Consignes
**A)** Répondez à ces questions sur le texte consacré à l'achat de formations linguistiques par les entreprises :
(i) Avec qui Andrew Wickham a-t-il coécrit l'étude ?
(ii) Depuis quelle année la pression sur les prix reste-t-elle très forte ?
(iii) Comment la direction de l'entreprise considère-t-elle souvent la formation linguistique ?
**B)** Poursuivez le texte consacré à l'achat de formations linguistiques par les entreprises, à partir de sa dernière phrase.

Texte à lire
________

Les entreprises utilisent des méthodes d’achat industrielles mais, à trop tirer les prix vers le bas, la qualité ne suit plus, assure Andrew Wickham, coauteur avec Joss Frimond, du cabinet Linguaid, d’une étude non publique sur le marché de la formation en langues à l’heure de la mondialisation*.

E & C : Comment les entreprises achètent-elles leurs formations linguistiques aujourd’hui ?

Andrew Wickham : La pression reste très forte sur les prix par heure-formateur et la facturation des dépenses annexes depuis 2008, allant parfois jusqu’à l’étranglement du prestataire.

Cela s’explique par une méconnaissance de l’activité de formation linguistique, par l’application de méthodes d’achats industrielles, par la difficulté des prestataires à différencier leur offre de celle de leurs concurrents ou à fournir la preuve du retour sur investissement, et par le manque d’intérêt de la direction de l’entreprise pour la formation linguistique, souvent considérée comme non stratégique.

________

Données enregistrées
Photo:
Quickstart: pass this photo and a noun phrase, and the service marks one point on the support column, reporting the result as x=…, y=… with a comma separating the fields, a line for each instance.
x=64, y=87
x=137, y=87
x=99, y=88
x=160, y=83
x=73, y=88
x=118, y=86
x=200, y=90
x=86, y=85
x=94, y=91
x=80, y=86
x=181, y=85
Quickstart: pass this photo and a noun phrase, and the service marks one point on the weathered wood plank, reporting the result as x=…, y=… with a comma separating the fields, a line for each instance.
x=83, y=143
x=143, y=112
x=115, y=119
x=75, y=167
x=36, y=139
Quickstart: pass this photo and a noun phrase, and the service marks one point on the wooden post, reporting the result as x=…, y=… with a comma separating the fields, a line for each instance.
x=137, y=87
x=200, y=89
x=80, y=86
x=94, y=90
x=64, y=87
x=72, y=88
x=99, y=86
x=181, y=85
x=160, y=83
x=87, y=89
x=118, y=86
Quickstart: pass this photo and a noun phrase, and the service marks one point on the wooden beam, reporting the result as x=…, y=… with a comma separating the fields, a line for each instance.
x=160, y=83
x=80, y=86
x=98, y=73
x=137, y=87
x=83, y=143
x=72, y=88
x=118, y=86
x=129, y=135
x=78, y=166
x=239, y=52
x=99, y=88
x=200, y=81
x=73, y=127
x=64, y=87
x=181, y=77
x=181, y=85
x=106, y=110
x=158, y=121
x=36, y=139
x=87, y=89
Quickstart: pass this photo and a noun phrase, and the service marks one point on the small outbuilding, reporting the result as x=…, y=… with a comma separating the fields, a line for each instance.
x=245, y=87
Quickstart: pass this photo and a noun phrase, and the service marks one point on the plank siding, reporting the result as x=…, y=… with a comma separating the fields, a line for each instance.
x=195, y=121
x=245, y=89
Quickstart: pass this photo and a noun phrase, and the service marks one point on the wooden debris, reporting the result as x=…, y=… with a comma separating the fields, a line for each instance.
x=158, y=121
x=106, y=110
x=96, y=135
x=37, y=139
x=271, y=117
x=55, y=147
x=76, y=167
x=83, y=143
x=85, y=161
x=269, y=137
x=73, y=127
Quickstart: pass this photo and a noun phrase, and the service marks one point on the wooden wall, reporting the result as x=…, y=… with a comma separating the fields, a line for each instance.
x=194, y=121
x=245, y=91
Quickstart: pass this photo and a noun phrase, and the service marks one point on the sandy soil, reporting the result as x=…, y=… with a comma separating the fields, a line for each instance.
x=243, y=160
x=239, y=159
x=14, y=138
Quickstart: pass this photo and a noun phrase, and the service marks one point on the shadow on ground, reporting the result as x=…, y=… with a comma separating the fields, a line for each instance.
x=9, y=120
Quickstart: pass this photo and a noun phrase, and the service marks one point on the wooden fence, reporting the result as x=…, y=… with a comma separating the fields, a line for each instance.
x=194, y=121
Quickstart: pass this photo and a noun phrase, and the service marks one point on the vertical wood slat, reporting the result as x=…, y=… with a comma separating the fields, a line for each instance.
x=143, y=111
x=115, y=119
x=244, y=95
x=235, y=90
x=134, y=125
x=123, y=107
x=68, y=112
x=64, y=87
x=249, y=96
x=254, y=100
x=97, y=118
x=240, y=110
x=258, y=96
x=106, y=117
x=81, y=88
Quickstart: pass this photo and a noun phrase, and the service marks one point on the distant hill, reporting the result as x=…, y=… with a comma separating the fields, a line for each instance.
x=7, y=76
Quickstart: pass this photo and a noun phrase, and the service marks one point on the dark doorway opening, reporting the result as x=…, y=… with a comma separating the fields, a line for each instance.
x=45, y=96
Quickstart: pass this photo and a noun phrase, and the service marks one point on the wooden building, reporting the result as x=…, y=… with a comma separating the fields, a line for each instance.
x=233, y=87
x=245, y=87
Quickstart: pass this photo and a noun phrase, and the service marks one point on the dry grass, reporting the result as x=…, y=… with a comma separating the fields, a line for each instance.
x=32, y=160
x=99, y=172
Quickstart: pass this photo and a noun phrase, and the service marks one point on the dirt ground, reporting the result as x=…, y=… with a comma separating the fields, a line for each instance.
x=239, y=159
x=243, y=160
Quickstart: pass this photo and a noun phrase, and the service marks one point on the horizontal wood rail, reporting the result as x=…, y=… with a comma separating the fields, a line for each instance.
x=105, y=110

________

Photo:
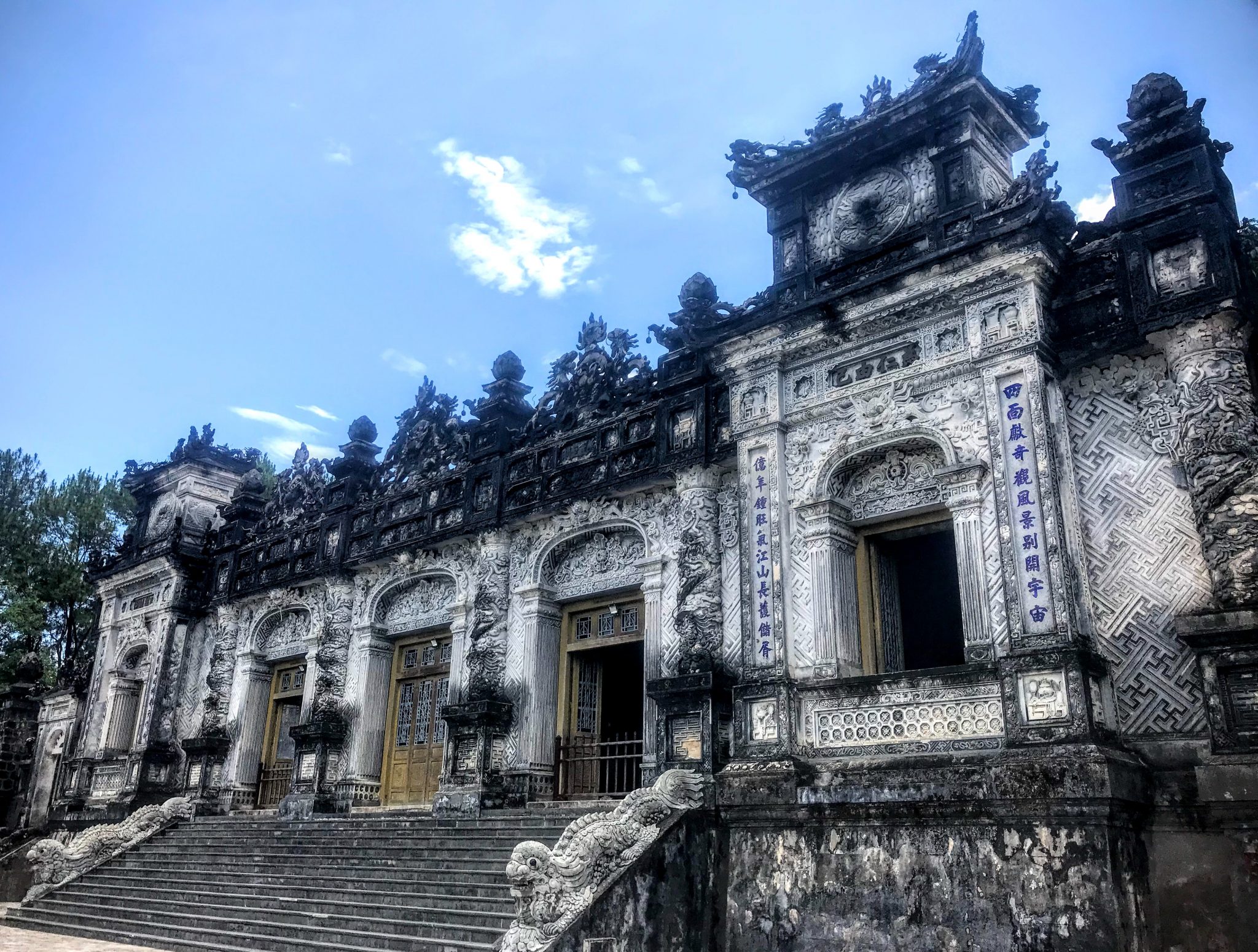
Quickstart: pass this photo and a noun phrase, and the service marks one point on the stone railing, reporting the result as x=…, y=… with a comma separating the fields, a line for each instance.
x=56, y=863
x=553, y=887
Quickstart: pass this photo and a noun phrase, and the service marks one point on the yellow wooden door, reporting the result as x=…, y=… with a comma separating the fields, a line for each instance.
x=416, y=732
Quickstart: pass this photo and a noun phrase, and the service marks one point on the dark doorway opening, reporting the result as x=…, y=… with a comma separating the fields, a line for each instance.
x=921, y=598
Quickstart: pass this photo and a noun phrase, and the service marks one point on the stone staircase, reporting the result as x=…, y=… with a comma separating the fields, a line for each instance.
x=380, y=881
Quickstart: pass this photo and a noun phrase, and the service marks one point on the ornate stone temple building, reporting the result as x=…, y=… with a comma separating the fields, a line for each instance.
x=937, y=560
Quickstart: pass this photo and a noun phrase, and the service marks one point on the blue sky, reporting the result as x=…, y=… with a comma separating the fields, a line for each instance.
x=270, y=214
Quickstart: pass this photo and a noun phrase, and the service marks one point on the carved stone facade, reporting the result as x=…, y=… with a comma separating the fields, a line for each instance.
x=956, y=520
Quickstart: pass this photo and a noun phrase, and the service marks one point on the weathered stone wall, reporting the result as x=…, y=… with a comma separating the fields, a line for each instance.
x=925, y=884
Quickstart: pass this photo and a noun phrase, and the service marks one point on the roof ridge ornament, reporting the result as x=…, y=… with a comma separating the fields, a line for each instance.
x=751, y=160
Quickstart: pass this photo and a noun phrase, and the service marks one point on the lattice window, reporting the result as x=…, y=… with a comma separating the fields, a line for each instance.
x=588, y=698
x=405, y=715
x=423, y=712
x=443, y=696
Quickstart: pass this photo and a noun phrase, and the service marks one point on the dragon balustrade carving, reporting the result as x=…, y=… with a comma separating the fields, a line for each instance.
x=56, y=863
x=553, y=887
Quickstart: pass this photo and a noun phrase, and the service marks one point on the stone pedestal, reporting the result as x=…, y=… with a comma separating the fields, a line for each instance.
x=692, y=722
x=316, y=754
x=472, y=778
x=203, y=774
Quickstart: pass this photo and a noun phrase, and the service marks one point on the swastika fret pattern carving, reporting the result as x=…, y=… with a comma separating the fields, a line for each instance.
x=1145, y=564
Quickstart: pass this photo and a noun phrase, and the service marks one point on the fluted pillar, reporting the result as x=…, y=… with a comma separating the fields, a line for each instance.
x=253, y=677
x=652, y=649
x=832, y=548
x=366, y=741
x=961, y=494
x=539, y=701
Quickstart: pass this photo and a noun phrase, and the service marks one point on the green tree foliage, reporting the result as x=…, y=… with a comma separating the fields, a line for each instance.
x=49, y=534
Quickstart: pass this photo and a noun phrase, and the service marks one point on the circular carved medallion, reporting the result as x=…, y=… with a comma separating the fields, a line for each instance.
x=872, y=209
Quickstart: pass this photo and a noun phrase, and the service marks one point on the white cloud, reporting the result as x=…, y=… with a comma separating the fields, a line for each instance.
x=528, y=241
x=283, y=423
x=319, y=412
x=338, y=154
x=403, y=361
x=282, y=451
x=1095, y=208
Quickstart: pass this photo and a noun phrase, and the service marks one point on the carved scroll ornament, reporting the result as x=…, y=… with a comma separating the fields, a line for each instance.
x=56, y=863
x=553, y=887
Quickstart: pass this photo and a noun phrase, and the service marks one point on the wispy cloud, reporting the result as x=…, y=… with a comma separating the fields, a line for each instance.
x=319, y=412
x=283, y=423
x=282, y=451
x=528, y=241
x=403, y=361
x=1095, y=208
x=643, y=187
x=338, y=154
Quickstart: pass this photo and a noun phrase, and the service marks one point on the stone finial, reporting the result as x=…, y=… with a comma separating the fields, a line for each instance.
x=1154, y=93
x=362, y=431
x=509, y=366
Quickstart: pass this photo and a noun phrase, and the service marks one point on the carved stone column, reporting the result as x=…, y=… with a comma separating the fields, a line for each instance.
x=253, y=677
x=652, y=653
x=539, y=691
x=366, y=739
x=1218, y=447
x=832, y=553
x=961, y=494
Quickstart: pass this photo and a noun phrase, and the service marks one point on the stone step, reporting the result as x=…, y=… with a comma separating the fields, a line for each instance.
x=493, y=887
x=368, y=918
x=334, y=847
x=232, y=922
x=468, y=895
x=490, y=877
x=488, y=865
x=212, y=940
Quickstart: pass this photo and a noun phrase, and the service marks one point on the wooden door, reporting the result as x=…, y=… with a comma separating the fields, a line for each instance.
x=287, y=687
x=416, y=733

________

Réponses
**A)**
(i) Avec Joss Frimond.
(ii) Depuis 2008.
(iii) Comme non stratégique.

**B)**
E & C : Quelles sont les raisons de cette situation ?

A. W. : D’abord, 70 % de la formation linguistique est considérée comme un coût plutôt qu’un investissement compétences. Ensuite, le ticket d’entrée pour créer un organisme est très bas ; n’importe qui peut se lancer dans cette activité et proposer des prix ne tenant pas compte des investissements nécessaires.

Comme il s’avère qu’un investissement considérable est indispensable pour obtenir des résultats probants, les entreprises préfèrent embaucher des personnes déjà formées.

Enfin, le marché est assez opaque et confus pour les acheteurs, avec des offres technologiques - mobile learning, sites en ligne, formation à distance, rapid learning - souvent transfrontalières, dues à une offre abondante de main-d’œuvre de formateurs peu chère, née de la crise financière en Grande-Bretagne et en Irlande.

E & C : Quelles techniques d’achat avez-vous observées ?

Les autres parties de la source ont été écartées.